How Chaos Engineering Can Drive Kubernetes Reliability
There’s no doubt that downtime is one of the biggest risks to your company’s success. No system is foolproof, so it’s infinitely better to break your system before it breaks your company (and ideally long before putting it into production.)
This is the entire goal of systems resiliency engineering (SRE) and it’s what drove Netflix to start investing in chaos engineering, to purposely — and mostly using automated systems — wreak widespread and zeroed-in confusion, disorder, and destruction on distributed systems. Since then, folks have made careers out of unleashing controlled chaos at scale to drive business and software stability.
“Ask questions about your system’s behavior under certain conditions and enabling you to safely try it out live so that you can, collectively with your team, see if there is a real weakness and learn what the right response should be.”
So far The New Stack has talked to Loki-like chaos forerunners about the benefits of chaos engineering and the ways to measure its benefits to the business side. Today we are going to talk about the most popular use case of chaos engineering — to shore up your Kubernetes deployments.
How Chaos Engineering Is Driving Kubernetes Reliability
Kubernetes is the market-leading orchestrator for Docker, and in the Kubernetes and the cloud-native world, there are a variety of Kubernetes-native tooling being developed now to service its seemingly boundless popularity. One major area is in chaos engineering, which is gaining so much traction that one of the newest chapters of the Amazon Web Services Workshop is about applying chaos engineering to Kubernetes.
However, as its name suggests, chaos engineering for Kubernetes is a bit all over the place. There’s a growing demand for a natural cataloging of the field with a Cloud Native Computing Foundation (CNCF) chaos engineering working group being bootstrapped, in part, to help map out the field of tools.
“Not many tools integrate with each other as well. We need a community to unite them,” CNCF’s Chris Aniszczyk told The New Stack. “The chaos community is still very nascent. Kubernetes now is the distributed system kernel running on all clouds, public and private — and you need an external actor outside Kubernetes.”
This bootstrapped group also hopes to raise awareness among the tools so they can hopefully work together to improve integrations toward more usable chaotic workflows.
Aniszczyk said that “Cloud native technologies like Kubernetes empower organizations to build and run scalable applications in modern, dynamic environments. These techniques enable loosely coupled systems that are resilient, manageable, and observable. They allow engineers to make high-impact changes frequently and predictably with minimal toil.
“Chaos engineering is the discipline of experimenting on a distributed system in order to build confidence in the system’s capability to withstand turbulent conditions in production. In CNCF, we believe that proper chaos engineering practices are table stakes in building truly cloud-native systems and support the furthering of the discipline through investigating working groups and projects.”

■ ■ ■ ■ ■

[Problems]:
1 - In two sentences, summarize the article on chaos engineering for Kubernetes.
2 - Extend the article on chaos engineering for Kubernetes, picking up after its final paragraph.
The rows below come from a separate source, not from the article.

(Records from a collection)
■ ■ ■ ■ ■

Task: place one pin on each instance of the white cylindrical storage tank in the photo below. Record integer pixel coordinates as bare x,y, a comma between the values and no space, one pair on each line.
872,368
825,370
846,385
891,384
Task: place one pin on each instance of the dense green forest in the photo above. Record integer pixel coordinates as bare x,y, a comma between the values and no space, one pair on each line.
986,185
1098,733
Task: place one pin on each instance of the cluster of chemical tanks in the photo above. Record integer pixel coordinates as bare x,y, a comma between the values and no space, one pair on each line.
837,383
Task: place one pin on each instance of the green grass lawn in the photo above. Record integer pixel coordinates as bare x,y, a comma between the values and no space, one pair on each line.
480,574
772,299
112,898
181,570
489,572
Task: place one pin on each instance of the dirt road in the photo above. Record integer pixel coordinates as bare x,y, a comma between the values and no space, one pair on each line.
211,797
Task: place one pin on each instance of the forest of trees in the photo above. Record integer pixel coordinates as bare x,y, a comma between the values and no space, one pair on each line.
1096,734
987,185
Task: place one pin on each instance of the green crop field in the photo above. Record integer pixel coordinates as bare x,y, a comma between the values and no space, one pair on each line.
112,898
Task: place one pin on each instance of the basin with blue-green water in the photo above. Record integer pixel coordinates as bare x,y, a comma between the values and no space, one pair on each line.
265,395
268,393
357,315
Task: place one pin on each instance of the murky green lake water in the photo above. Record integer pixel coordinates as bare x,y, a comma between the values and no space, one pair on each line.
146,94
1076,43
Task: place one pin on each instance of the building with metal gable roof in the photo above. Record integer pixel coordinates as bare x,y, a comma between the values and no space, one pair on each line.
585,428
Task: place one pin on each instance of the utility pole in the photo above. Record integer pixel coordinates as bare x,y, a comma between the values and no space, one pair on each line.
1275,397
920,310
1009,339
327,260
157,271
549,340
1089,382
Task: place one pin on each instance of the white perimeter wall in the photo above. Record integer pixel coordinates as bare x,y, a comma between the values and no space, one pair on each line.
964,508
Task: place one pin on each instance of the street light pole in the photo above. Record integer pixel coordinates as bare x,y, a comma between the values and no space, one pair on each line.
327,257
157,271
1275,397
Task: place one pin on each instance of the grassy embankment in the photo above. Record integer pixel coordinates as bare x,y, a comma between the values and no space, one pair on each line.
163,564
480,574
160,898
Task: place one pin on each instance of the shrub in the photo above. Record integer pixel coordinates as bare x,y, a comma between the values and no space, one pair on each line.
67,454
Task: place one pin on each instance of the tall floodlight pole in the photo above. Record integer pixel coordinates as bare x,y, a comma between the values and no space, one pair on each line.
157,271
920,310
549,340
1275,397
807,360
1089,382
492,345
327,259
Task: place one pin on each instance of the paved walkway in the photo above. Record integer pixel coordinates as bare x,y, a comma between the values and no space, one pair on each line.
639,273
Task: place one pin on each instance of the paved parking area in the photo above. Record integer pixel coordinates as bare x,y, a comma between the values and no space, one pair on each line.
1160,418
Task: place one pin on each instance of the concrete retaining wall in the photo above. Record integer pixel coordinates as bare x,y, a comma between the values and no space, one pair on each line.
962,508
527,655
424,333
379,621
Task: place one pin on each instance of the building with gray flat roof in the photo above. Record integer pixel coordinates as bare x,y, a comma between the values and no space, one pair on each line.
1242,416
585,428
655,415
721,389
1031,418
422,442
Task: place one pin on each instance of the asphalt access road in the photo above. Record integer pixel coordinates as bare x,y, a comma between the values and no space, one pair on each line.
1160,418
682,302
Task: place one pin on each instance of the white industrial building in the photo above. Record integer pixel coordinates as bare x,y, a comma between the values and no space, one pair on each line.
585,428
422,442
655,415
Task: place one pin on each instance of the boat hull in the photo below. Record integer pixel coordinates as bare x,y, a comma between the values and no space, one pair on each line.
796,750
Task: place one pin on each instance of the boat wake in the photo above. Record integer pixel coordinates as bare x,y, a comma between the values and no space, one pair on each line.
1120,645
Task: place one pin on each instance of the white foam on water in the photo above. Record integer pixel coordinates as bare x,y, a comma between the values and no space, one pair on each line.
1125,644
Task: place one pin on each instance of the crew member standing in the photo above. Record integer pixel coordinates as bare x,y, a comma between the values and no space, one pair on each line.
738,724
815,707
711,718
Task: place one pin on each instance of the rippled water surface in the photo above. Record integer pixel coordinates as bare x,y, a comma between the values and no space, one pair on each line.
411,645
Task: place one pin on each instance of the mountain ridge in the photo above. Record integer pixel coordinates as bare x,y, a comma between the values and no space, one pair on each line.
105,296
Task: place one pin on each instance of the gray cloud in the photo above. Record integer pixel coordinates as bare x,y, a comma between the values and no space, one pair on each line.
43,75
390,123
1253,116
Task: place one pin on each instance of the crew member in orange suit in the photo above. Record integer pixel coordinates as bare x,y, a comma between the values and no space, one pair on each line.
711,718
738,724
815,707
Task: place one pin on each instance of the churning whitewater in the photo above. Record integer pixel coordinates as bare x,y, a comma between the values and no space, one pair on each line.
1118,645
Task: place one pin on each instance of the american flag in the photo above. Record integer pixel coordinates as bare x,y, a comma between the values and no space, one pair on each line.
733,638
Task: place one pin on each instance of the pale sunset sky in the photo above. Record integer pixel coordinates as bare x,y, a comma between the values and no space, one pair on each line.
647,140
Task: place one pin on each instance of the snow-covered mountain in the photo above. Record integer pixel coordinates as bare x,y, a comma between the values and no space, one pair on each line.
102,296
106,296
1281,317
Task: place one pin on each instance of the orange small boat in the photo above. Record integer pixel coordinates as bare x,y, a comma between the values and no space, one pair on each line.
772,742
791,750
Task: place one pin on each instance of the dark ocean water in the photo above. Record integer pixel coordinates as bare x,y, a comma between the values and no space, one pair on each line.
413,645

■ ■ ■ ■ ■

[Results of the tasks]:
1 - Chaos engineering, in which Netflix began investing, deliberately brings disorder to distributed systems so that weaknesses are found before they break a company, and its most popular use case is shoring up Kubernetes deployments. Because chaos tooling for Kubernetes is scattered and few tools integrate with each other, a CNCF working group is being bootstrapped to map the field and help the tools work together, and CNCF regards proper chaos engineering practices as table stakes for truly cloud-native systems.

2 -
Aniszczyk continued that it’s about enabling a series of commonplace tests and scenarios that will actually create a failure, so engineers can understand what could happen, if and when things go awry.
We’ve already covered how Gremlin’s Failure as a Service is being used to break things on business purpose, but now let’s dive into another chaos-first tool, Litmus, which is zeroing in on the topic of stable storage.
Storing and Securing Kubernetes with Chaos
When Evan Powell and Uma Mukkara started MayaData, it was with the purpose of creating end-to-end data agility for Kubernetes because “real problems come around the eruption of stable applications and databases.”
The MayaData tooling set includes the container-native, open-source OpenEBS for provisioning, storing, and protecting the data around Kubernetes, with data as the foundational layer of the stack. The company also created MayaOnline as the observing and cross-panel control piece.
“You stored and protected the data but I really want to see what’s happening on the application,” Mukkara said. “Each app is off of bare metal and now on tens if not hundreds of containers,” which even more necessitates the data has to be observable.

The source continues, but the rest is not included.